* Short exercise: Copy the data from its first line through the line holding "(1204, 241)", inclusive, and swap every "front bumper" for "rear bumper" while keeping everything else the same.

* Materials provided:
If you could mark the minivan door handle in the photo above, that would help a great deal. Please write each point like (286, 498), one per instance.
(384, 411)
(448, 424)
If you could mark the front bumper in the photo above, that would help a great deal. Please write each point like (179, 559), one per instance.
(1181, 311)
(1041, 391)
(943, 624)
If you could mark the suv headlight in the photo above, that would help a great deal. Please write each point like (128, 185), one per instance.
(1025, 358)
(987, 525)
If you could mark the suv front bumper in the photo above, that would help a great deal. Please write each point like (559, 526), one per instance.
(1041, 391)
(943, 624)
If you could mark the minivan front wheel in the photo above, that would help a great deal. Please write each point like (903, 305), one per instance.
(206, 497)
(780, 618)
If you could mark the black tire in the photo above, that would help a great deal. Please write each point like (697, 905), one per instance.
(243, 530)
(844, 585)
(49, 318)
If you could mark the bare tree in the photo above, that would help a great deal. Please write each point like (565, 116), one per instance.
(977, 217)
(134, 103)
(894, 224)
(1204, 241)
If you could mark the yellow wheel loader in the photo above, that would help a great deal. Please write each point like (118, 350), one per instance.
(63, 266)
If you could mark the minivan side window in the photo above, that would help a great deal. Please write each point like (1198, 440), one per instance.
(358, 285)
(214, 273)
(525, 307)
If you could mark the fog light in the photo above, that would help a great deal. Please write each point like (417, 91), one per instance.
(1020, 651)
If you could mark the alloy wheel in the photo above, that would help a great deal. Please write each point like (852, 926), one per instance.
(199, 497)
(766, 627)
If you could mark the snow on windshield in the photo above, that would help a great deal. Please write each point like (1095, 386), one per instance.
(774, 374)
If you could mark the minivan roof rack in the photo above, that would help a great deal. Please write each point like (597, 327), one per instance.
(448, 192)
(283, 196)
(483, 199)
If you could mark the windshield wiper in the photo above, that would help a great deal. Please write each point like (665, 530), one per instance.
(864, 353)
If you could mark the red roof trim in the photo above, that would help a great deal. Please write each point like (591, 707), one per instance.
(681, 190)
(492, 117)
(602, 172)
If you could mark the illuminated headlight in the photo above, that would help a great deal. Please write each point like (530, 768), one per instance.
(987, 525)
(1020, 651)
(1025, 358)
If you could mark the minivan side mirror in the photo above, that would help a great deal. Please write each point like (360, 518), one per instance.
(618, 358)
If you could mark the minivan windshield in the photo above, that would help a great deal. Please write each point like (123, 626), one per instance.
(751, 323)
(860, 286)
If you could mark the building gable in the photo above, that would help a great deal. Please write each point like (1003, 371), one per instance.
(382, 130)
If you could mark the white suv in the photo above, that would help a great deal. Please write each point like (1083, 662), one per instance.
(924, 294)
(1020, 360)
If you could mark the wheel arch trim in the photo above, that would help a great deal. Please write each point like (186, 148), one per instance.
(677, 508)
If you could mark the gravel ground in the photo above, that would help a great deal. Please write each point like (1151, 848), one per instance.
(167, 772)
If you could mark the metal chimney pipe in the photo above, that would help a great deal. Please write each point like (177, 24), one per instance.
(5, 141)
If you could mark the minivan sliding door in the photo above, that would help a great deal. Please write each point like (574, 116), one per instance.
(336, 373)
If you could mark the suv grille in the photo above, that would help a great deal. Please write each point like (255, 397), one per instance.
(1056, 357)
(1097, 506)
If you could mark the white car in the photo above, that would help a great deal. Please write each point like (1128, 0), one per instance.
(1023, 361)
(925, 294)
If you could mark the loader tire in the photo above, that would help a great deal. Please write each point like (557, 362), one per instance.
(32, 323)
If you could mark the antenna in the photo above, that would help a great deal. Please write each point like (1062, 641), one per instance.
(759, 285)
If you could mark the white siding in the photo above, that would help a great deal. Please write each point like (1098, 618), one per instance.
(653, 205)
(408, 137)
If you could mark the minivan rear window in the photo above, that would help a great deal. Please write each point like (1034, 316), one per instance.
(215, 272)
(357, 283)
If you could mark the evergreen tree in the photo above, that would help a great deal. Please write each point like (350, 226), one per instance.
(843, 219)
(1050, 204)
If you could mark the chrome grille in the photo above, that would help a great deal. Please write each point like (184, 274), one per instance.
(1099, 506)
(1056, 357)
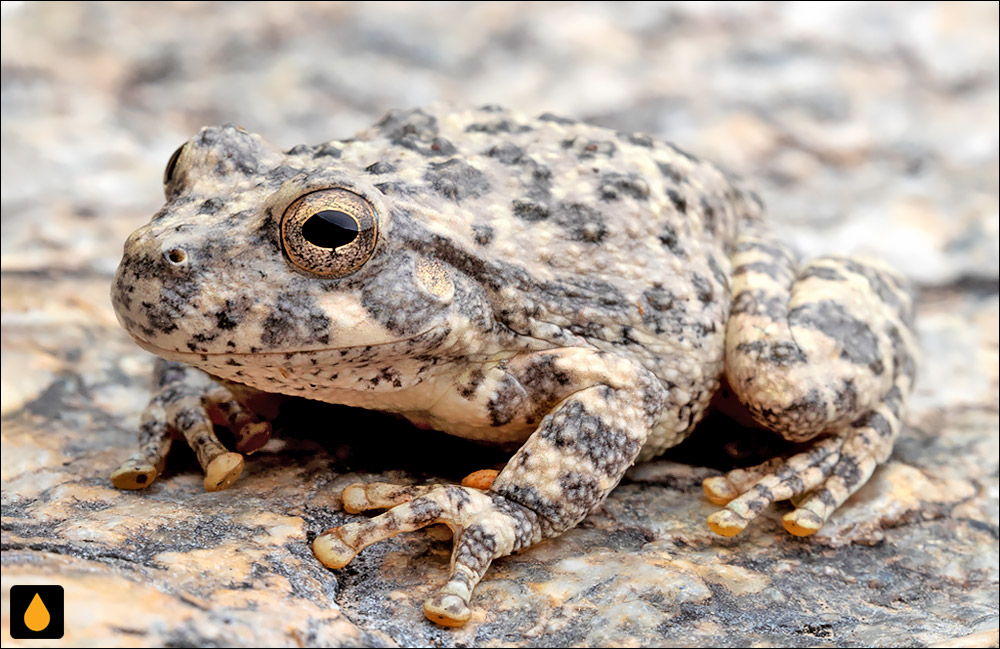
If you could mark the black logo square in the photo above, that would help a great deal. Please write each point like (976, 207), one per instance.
(36, 612)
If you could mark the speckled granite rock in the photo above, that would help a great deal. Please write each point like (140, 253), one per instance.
(870, 128)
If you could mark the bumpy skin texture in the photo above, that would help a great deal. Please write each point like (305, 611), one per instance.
(577, 291)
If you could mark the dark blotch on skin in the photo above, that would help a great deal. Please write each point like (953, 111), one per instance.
(326, 150)
(530, 210)
(679, 202)
(415, 130)
(782, 354)
(583, 222)
(857, 342)
(506, 153)
(379, 168)
(211, 206)
(456, 179)
(774, 271)
(821, 272)
(640, 139)
(670, 172)
(703, 288)
(668, 237)
(502, 125)
(483, 234)
(549, 117)
(615, 185)
(294, 319)
(750, 302)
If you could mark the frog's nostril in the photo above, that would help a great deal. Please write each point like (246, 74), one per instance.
(176, 256)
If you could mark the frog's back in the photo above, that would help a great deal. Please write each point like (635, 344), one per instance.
(583, 236)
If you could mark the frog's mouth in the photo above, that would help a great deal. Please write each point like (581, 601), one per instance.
(409, 345)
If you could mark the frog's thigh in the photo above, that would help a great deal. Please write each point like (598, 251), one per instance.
(600, 409)
(827, 350)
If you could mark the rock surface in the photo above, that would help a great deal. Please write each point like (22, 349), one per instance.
(871, 129)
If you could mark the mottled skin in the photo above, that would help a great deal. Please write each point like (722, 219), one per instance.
(577, 291)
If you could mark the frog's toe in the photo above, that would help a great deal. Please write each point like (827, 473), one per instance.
(747, 492)
(486, 526)
(142, 468)
(823, 477)
(363, 496)
(223, 470)
(447, 609)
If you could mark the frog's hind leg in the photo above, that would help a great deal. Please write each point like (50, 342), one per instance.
(824, 352)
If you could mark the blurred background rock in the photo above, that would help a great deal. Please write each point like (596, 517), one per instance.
(870, 129)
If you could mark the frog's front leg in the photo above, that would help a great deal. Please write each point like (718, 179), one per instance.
(186, 403)
(592, 411)
(826, 351)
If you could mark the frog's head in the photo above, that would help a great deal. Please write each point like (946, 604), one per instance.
(264, 263)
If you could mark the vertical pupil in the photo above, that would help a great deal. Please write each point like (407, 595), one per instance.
(330, 229)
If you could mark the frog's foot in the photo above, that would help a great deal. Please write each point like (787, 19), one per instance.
(486, 526)
(187, 403)
(819, 480)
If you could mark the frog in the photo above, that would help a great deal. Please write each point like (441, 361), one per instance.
(576, 293)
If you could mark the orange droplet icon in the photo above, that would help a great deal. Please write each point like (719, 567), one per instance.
(37, 616)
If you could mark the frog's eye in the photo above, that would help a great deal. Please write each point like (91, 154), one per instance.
(330, 233)
(168, 173)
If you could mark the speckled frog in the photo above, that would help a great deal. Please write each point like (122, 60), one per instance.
(578, 292)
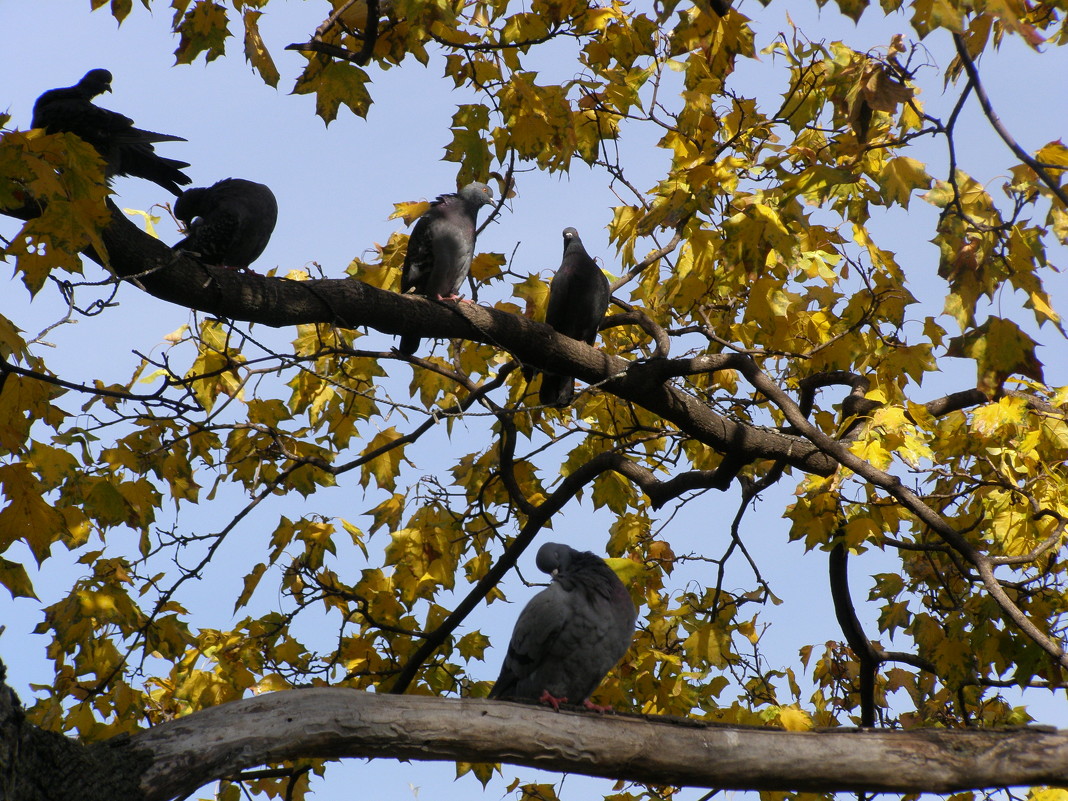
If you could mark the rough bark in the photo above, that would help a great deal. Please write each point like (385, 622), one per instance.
(174, 758)
(338, 723)
(36, 765)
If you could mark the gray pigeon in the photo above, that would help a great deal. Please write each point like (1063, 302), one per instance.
(570, 634)
(126, 150)
(229, 223)
(578, 299)
(440, 249)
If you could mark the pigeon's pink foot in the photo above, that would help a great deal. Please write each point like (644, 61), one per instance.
(548, 697)
(596, 707)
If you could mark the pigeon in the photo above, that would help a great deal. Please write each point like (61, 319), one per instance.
(440, 248)
(570, 634)
(578, 299)
(229, 223)
(126, 150)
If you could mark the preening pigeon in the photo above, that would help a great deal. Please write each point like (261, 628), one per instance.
(578, 299)
(440, 248)
(570, 634)
(229, 223)
(127, 150)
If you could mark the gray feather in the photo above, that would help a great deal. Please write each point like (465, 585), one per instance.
(228, 223)
(441, 247)
(569, 635)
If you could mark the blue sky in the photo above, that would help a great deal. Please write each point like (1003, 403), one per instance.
(336, 187)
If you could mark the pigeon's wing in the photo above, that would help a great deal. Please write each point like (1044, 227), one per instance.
(539, 624)
(126, 148)
(453, 242)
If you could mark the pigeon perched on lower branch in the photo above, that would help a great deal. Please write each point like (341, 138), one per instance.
(229, 223)
(569, 635)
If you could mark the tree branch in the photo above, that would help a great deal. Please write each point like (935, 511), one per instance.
(988, 109)
(330, 723)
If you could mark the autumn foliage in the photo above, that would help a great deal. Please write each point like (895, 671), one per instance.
(752, 283)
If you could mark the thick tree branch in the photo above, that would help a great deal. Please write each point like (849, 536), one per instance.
(332, 723)
(988, 109)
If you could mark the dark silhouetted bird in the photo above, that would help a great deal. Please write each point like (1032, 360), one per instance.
(440, 249)
(126, 150)
(570, 634)
(228, 224)
(578, 299)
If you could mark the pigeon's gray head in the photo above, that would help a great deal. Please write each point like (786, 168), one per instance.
(476, 194)
(96, 81)
(554, 559)
(188, 205)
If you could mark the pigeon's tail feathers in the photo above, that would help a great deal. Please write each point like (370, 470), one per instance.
(556, 390)
(408, 344)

* Correct answer:
If you could mark the minivan door handle in the photo above, that would help a great deal. Please write each point like (286, 498), one per instance.
(384, 411)
(448, 424)
If you could mark the rear bumper in the photo above, that would help a great deal. Please write each point like (179, 559), one per instance.
(1181, 311)
(1041, 391)
(943, 624)
If you could mark the suv headlight in the photo above, that would help a great deal. Please write each point like (128, 185), one per instance.
(1025, 358)
(987, 525)
If you could mark the suv rear bumper in the photo above, that would help a great deal. Please write each point like (559, 526), one per instance.
(1041, 391)
(943, 624)
If you could mark the minivan front wheel in the photo above, that would help a great deal. Please write each point like (903, 305), one per instance.
(206, 497)
(780, 618)
If you could mark the black tire in the photo above, that would help a great deal. Please write each point like (697, 905), one per instance.
(243, 530)
(844, 585)
(49, 318)
If you could mark the bare tree in the photo above, that would help a great deal. Please write each point like (565, 116), one per instance.
(977, 217)
(134, 103)
(894, 224)
(1204, 241)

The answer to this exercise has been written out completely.